*Action item*
Leaving out all pictures, return the records word for word.
[[ Extracted records open ]]
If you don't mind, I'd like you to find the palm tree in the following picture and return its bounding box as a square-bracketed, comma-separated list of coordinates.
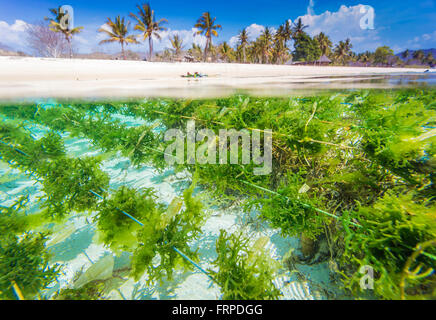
[238, 28, 249, 63]
[413, 50, 425, 64]
[98, 16, 139, 60]
[218, 42, 234, 62]
[248, 40, 262, 64]
[292, 18, 308, 38]
[169, 34, 184, 56]
[425, 53, 434, 66]
[259, 27, 273, 63]
[194, 12, 222, 61]
[272, 25, 288, 64]
[334, 38, 353, 65]
[130, 3, 167, 61]
[46, 7, 83, 58]
[275, 25, 286, 44]
[402, 49, 410, 60]
[359, 53, 369, 66]
[358, 51, 373, 66]
[272, 39, 289, 64]
[314, 32, 332, 56]
[188, 43, 204, 61]
[283, 20, 293, 46]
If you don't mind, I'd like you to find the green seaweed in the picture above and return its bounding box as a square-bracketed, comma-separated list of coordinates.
[0, 233, 60, 300]
[131, 179, 205, 283]
[210, 230, 280, 300]
[95, 186, 163, 253]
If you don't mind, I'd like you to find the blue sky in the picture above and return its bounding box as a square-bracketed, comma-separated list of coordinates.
[0, 0, 435, 54]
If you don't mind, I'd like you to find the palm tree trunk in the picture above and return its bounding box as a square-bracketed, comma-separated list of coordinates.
[66, 35, 72, 59]
[148, 37, 153, 62]
[204, 37, 210, 62]
[243, 46, 246, 63]
[121, 42, 125, 60]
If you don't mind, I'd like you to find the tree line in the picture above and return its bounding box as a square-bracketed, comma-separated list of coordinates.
[26, 3, 435, 67]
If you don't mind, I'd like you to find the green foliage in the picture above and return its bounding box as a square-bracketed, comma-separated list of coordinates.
[54, 282, 106, 300]
[210, 230, 280, 300]
[96, 186, 163, 252]
[0, 233, 60, 300]
[131, 181, 205, 283]
[1, 90, 435, 300]
[250, 172, 328, 239]
[0, 197, 29, 239]
[38, 156, 110, 217]
[373, 46, 395, 65]
[352, 95, 436, 188]
[292, 32, 322, 62]
[0, 123, 65, 171]
[341, 192, 436, 299]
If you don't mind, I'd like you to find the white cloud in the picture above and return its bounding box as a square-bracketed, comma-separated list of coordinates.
[74, 24, 207, 54]
[0, 20, 30, 52]
[228, 24, 277, 48]
[154, 28, 207, 51]
[295, 4, 381, 52]
[225, 4, 382, 53]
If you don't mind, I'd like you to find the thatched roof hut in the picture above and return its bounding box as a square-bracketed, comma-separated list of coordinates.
[315, 55, 331, 65]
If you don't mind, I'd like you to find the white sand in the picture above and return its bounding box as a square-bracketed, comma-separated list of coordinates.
[0, 56, 429, 100]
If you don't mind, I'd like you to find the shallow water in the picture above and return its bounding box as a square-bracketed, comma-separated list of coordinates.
[0, 112, 336, 300]
[2, 77, 434, 300]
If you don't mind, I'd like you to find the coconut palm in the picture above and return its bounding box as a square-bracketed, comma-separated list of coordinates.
[259, 27, 273, 63]
[169, 34, 184, 56]
[334, 39, 353, 65]
[46, 7, 83, 58]
[194, 12, 222, 61]
[358, 51, 373, 66]
[248, 40, 262, 64]
[98, 16, 139, 60]
[425, 53, 434, 66]
[292, 18, 308, 38]
[238, 28, 249, 63]
[359, 53, 369, 66]
[272, 26, 288, 64]
[188, 43, 203, 61]
[130, 3, 167, 61]
[283, 20, 293, 45]
[272, 39, 289, 64]
[413, 50, 425, 64]
[314, 32, 332, 56]
[402, 49, 410, 60]
[275, 25, 286, 44]
[157, 49, 172, 61]
[218, 42, 234, 62]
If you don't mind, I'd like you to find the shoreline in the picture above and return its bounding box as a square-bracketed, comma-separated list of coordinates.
[0, 56, 433, 100]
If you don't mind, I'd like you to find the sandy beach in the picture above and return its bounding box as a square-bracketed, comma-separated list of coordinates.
[0, 56, 431, 100]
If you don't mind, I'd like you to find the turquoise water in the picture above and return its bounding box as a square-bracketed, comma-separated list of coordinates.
[4, 76, 433, 300]
[0, 113, 334, 300]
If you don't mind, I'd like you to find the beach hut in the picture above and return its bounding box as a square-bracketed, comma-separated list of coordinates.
[183, 54, 195, 62]
[315, 55, 331, 66]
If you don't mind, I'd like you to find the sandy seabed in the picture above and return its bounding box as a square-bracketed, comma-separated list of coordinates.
[0, 56, 430, 100]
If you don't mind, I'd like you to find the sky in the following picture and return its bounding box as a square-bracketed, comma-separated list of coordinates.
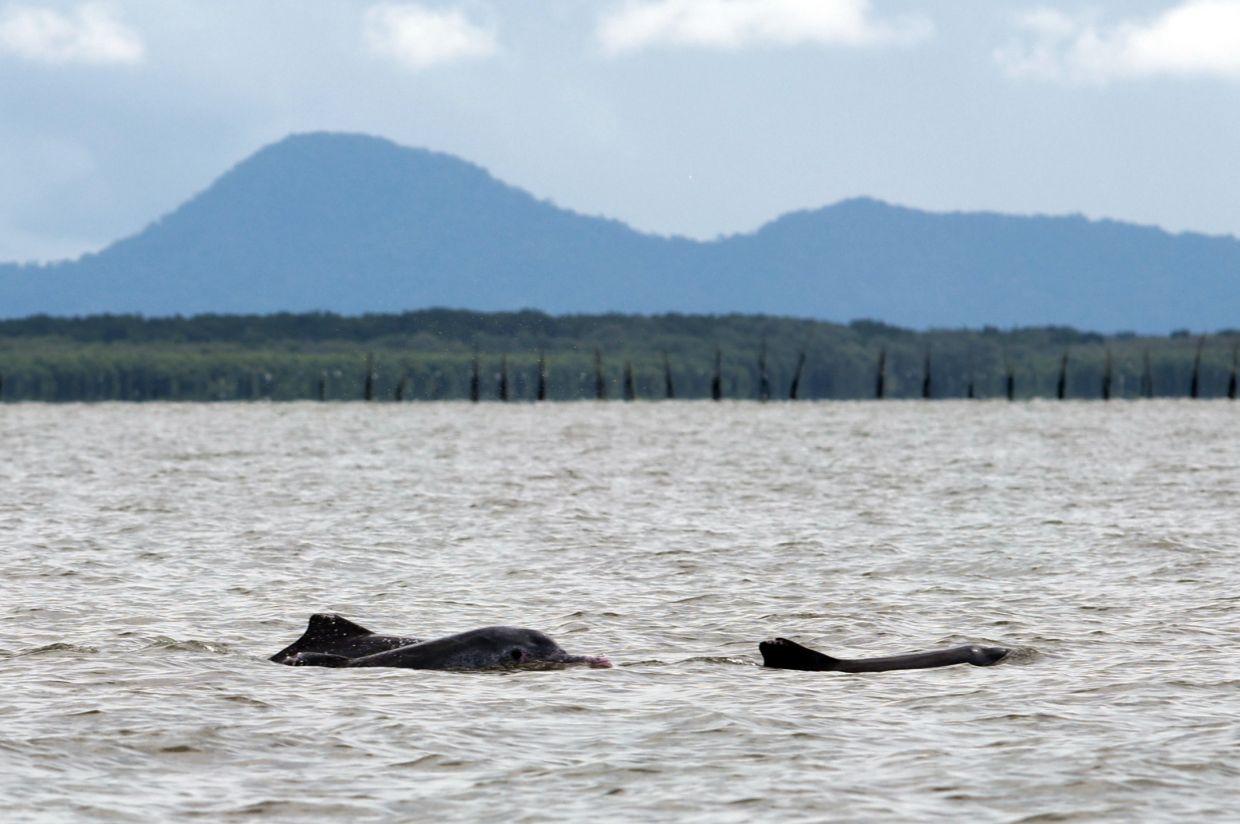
[1, 0, 1239, 262]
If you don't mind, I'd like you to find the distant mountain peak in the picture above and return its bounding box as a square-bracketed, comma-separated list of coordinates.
[0, 132, 1237, 332]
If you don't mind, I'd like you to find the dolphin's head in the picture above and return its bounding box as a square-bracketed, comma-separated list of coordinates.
[968, 645, 1010, 666]
[492, 627, 612, 669]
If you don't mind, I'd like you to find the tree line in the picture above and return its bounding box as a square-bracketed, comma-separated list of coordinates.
[0, 310, 1236, 402]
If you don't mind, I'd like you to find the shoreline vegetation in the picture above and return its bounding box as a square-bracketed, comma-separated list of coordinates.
[1, 309, 1237, 402]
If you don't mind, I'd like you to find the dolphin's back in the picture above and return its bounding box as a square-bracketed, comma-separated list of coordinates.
[342, 626, 530, 670]
[760, 638, 1009, 672]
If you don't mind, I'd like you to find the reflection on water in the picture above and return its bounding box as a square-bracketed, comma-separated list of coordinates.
[2, 401, 1238, 821]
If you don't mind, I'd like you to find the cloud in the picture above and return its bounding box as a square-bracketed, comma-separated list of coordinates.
[0, 2, 143, 65]
[997, 1, 1240, 83]
[364, 3, 497, 71]
[596, 0, 932, 55]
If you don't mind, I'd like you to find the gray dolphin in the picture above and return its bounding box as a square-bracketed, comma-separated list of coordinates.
[760, 637, 1008, 673]
[272, 616, 611, 670]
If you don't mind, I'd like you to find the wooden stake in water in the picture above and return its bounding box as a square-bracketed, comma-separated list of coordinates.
[499, 355, 509, 402]
[363, 353, 374, 402]
[875, 349, 886, 400]
[318, 370, 327, 402]
[537, 351, 547, 401]
[1190, 337, 1203, 399]
[470, 350, 480, 403]
[623, 361, 636, 401]
[1102, 348, 1113, 401]
[758, 339, 770, 402]
[1229, 344, 1237, 400]
[663, 353, 675, 400]
[711, 348, 722, 401]
[1141, 349, 1154, 399]
[788, 350, 806, 400]
[921, 351, 932, 400]
[595, 349, 606, 400]
[1057, 353, 1068, 400]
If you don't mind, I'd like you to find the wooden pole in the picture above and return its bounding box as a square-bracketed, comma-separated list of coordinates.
[711, 348, 722, 401]
[1189, 337, 1203, 399]
[875, 349, 886, 400]
[757, 339, 770, 401]
[1102, 348, 1112, 401]
[788, 350, 806, 400]
[1228, 344, 1237, 400]
[1141, 349, 1154, 398]
[594, 349, 606, 400]
[470, 350, 480, 403]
[[ Extracted records closed ]]
*Written solution*
If you don't mind, I'd like you to find the palm tree in the following picture and return its bounding box as a square-bracketed, comma-separated list of coordinates.
[238, 28, 249, 63]
[413, 50, 425, 64]
[98, 16, 139, 60]
[218, 42, 234, 62]
[248, 40, 262, 64]
[292, 18, 308, 38]
[169, 34, 184, 56]
[425, 53, 434, 66]
[259, 27, 273, 63]
[194, 12, 222, 61]
[272, 25, 288, 64]
[334, 38, 353, 65]
[130, 3, 167, 61]
[46, 7, 83, 58]
[275, 25, 286, 44]
[402, 49, 410, 60]
[359, 53, 369, 66]
[358, 51, 373, 66]
[272, 39, 289, 64]
[314, 32, 332, 56]
[188, 43, 204, 61]
[283, 20, 293, 46]
If you don't mind, I'd like you to find the green seaweed in the picture above and return its bounding box as a square-bracketed, comma-separated list of coordinates.
[0, 233, 60, 300]
[131, 179, 205, 283]
[210, 230, 280, 300]
[95, 186, 163, 253]
If you don't mind, I'd like you to find the blue sky in the picture above and return its bounding box as a square-bracketed, comma-separated list of coordinates.
[0, 0, 435, 54]
If you don't mind, I'd like you to find the palm tree trunk in the picture above and return its bounding box as a square-bracketed, comma-separated list of coordinates.
[66, 35, 72, 59]
[148, 37, 153, 62]
[204, 37, 210, 62]
[243, 46, 246, 63]
[121, 42, 125, 60]
If you don't mind, I'd like you to find the tree line in the picture above and return its bounding box as a square-bracketed, comma-separated list of coordinates.
[26, 3, 435, 67]
If you don't mind, I'd like you to find the green foliage in the picture above and return its bounding box as a square-bracketed, comma-separated list of coordinates.
[54, 282, 106, 300]
[210, 230, 280, 300]
[96, 186, 163, 252]
[0, 233, 60, 300]
[131, 181, 205, 283]
[1, 90, 435, 300]
[250, 172, 328, 239]
[0, 197, 29, 239]
[38, 156, 110, 217]
[373, 46, 395, 65]
[352, 95, 436, 188]
[292, 32, 322, 62]
[0, 123, 65, 171]
[341, 192, 436, 299]
If you don't mind, I'd like you to find the white cloud in the picture above and return its bounding box as a square-bracketed, comma-separated list of coordinates.
[74, 24, 207, 54]
[0, 20, 30, 52]
[228, 24, 277, 48]
[154, 28, 207, 51]
[295, 4, 381, 52]
[225, 4, 382, 53]
If you don't mind, I'd like you to find the thatched roof hut in the picture above and return its bounding box as a square-bracketed, comma-separated list of coordinates.
[315, 55, 331, 65]
If you don't mind, I'd like you to find the white sand in the picture above and return its bounding box as a square-bracketed, comma-separated list of coordinates.
[0, 56, 429, 100]
If you don't mind, I'd like you to find the shallow water in the picture above and return its bounding box as a square-bracketed, comma-separated list of coordinates.
[0, 112, 336, 300]
[2, 77, 434, 300]
If you don't mind, I'd like you to find the coconut palm in the picture above and return its bounding box as a square-bracketed, comma-separated list of coordinates.
[259, 27, 273, 63]
[169, 34, 184, 56]
[334, 39, 353, 65]
[46, 7, 83, 58]
[194, 12, 222, 61]
[358, 51, 373, 66]
[248, 40, 262, 64]
[98, 16, 139, 60]
[425, 53, 434, 66]
[292, 18, 308, 38]
[238, 28, 249, 63]
[359, 53, 369, 66]
[272, 26, 288, 64]
[188, 43, 203, 61]
[130, 3, 167, 61]
[283, 20, 293, 45]
[272, 39, 289, 64]
[413, 50, 425, 64]
[314, 32, 332, 56]
[402, 49, 410, 60]
[275, 25, 286, 44]
[157, 49, 172, 61]
[218, 42, 234, 62]
If you don't mind, I'd like you to find the shoreline in the picture above and return its bounding box as a square-bracketed, comma-separated list of coordinates.
[0, 56, 433, 100]
If you don't mind, I'd like you to find the sandy beach in the picture above and return its bounding box as a square-bracketed, comma-separated list of coordinates.
[0, 56, 431, 100]
If you don't mind, I'd like you to find the turquoise water in the picture above and return its bounding box as a square-bracketed, comma-separated list of coordinates.
[4, 76, 433, 300]
[0, 113, 334, 300]
If you don't mind, I'd like you to find the beach hut in the picture above and return its bounding box as a square-bracketed, comma-separated list of coordinates.
[183, 54, 195, 62]
[315, 55, 331, 66]
If you don't mind, I'd like you to find the sandy seabed in the picture above and return its bounding box as a square-bracketed, comma-separated list of coordinates.
[0, 56, 430, 100]
If you don't mind, I'd like you to find the sky in the following picture and return its bounding box as a square-bracketed, comma-separated list of coordinates.
[1, 0, 1239, 262]
If you don't mind, I'd like you to find the distant mountain peak in the picture above and return its bounding box as a square-bracketed, comma-separated list of coordinates.
[0, 132, 1237, 332]
If you don't mind, I'd like you to find the dolphin's head in the picture above and return its bounding box as a square-bracketed, comma-separated list of coordinates.
[968, 645, 1010, 666]
[492, 627, 612, 669]
If you don't mind, I'd like you to find the tree line in the picture above and return its bounding box as a square-bracketed, comma-separated list of coordinates.
[0, 310, 1236, 402]
If you don't mind, I'd like you to find the shoreline vegetation in the picture above and return its bounding box as a square-bracketed, comma-separated list of coordinates.
[1, 309, 1237, 402]
If you don't mind, I'd like you to find the dolphin's back in the picture above and return its bounding box as a square-bracketed, comma-separated list of coordinates.
[342, 626, 530, 670]
[760, 638, 1009, 672]
If you don't mind, I'd like you to find the reflection on water in the picture above and return its bounding box as a square-bracketed, comma-separated list of coordinates.
[2, 401, 1238, 821]
If you don't mind, I'd like you to find the cloud in the picture above and return its bounding box as a square-bracketed, comma-separated list of coordinates.
[0, 2, 143, 65]
[997, 1, 1240, 83]
[364, 3, 497, 71]
[596, 0, 932, 55]
If you don't mind, I'd like you to find the gray dolphin in the picture above and return its bounding box as a square-bracketed, comma-separated list of coordinates.
[760, 637, 1008, 673]
[272, 616, 611, 670]
If you don't mind, I'd like you to find the wooden stake in water in the picture above and return its bounding box as a square-bracketed, comma-separated list of coordinates.
[499, 355, 509, 402]
[363, 353, 374, 402]
[875, 349, 886, 400]
[318, 370, 327, 402]
[537, 351, 547, 401]
[1190, 337, 1203, 399]
[470, 350, 480, 403]
[623, 361, 636, 401]
[1102, 348, 1113, 401]
[758, 339, 770, 402]
[1229, 344, 1237, 400]
[663, 353, 675, 400]
[711, 348, 722, 401]
[1141, 349, 1154, 399]
[788, 350, 806, 400]
[921, 351, 932, 400]
[595, 349, 606, 400]
[1057, 353, 1068, 400]
If you don't mind, I'd like you to find the wooden pole in the picture above and return its bounding box as a square-bracketed, comma-separated list of coordinates.
[711, 348, 722, 401]
[1189, 337, 1203, 399]
[875, 349, 886, 400]
[757, 339, 770, 401]
[1102, 348, 1112, 401]
[788, 350, 806, 400]
[1228, 344, 1237, 400]
[1141, 349, 1154, 398]
[594, 349, 606, 400]
[470, 350, 480, 403]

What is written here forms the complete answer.